> [PROBLEM TO WORK ON]: Count how many lines in the entries below hold "spoke". Only the number belongs in the answer.

> [EXERCISE DATA]:
****

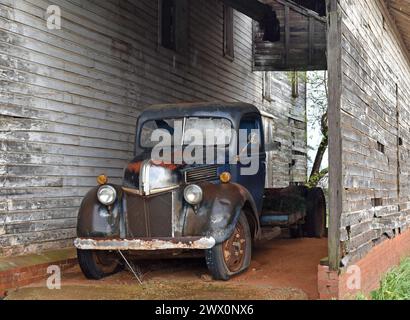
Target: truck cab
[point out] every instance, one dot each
(195, 185)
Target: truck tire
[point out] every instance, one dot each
(232, 256)
(96, 265)
(315, 220)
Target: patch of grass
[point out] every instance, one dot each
(395, 285)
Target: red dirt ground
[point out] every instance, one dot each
(280, 269)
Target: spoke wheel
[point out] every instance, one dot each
(232, 256)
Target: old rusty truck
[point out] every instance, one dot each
(178, 207)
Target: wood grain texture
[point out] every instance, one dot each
(69, 100)
(375, 101)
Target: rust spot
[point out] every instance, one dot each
(145, 244)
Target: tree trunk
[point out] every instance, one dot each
(316, 175)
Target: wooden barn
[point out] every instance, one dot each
(72, 88)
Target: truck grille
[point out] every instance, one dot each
(206, 173)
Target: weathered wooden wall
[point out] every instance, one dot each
(69, 100)
(375, 106)
(302, 44)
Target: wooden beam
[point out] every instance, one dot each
(383, 5)
(287, 35)
(334, 50)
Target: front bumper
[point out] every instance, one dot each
(193, 243)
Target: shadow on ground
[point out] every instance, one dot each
(284, 269)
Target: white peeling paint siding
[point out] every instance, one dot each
(69, 100)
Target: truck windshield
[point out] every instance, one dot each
(205, 132)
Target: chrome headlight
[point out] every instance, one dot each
(107, 195)
(193, 194)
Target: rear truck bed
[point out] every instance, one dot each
(300, 209)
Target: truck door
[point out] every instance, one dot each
(255, 183)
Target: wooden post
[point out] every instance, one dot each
(334, 49)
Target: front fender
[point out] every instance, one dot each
(219, 211)
(96, 220)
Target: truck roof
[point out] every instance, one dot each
(230, 110)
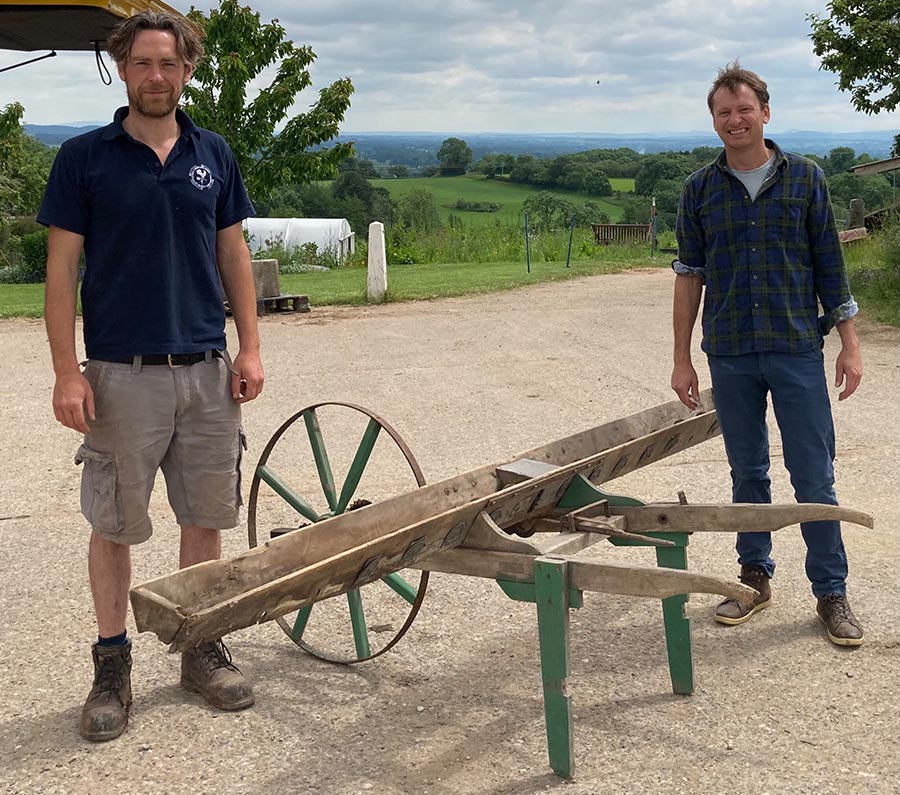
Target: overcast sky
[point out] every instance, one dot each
(461, 66)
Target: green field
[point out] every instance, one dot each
(477, 188)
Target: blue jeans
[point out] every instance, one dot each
(803, 412)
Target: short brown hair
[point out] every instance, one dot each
(188, 37)
(733, 76)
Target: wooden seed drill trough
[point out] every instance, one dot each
(520, 522)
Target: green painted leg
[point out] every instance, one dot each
(358, 621)
(551, 590)
(677, 624)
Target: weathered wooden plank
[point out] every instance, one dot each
(331, 557)
(628, 579)
(521, 470)
(743, 517)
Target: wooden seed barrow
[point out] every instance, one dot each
(520, 522)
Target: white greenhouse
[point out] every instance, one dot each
(329, 234)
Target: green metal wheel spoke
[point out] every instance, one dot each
(360, 460)
(358, 619)
(400, 586)
(287, 493)
(322, 464)
(300, 622)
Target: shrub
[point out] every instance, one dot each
(33, 249)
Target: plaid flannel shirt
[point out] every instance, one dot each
(767, 262)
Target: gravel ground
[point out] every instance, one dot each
(457, 708)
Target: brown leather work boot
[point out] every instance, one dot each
(207, 669)
(732, 612)
(840, 623)
(105, 713)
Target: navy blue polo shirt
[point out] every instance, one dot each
(151, 282)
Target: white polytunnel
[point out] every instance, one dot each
(329, 234)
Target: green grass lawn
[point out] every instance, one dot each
(21, 300)
(477, 188)
(405, 282)
(428, 281)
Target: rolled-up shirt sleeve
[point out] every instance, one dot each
(691, 260)
(829, 271)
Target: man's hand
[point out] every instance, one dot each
(246, 377)
(848, 370)
(73, 398)
(686, 384)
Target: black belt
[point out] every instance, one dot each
(170, 359)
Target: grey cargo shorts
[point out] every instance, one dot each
(178, 419)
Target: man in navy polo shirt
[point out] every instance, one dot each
(155, 204)
(756, 231)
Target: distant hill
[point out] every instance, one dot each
(418, 149)
(55, 134)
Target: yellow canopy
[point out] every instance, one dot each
(72, 25)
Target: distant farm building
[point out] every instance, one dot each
(329, 234)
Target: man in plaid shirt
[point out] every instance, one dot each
(756, 228)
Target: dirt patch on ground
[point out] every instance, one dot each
(456, 708)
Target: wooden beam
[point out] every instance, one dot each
(737, 517)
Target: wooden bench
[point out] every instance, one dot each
(278, 303)
(621, 233)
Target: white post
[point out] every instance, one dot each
(377, 277)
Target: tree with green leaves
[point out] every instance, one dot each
(24, 165)
(239, 47)
(840, 159)
(860, 42)
(455, 157)
(548, 211)
(666, 165)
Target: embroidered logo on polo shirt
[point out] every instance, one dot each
(201, 177)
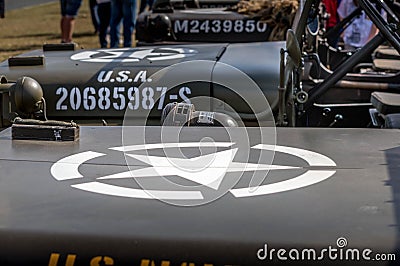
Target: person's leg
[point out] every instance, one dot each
(129, 10)
(94, 15)
(116, 15)
(104, 11)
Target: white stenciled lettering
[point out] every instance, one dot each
(183, 92)
(148, 98)
(120, 96)
(89, 99)
(104, 98)
(181, 26)
(75, 98)
(133, 96)
(194, 26)
(218, 26)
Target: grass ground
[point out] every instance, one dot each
(28, 29)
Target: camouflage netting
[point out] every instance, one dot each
(278, 14)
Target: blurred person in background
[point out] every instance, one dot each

****

> [EXERCISE OUTPUT]: 2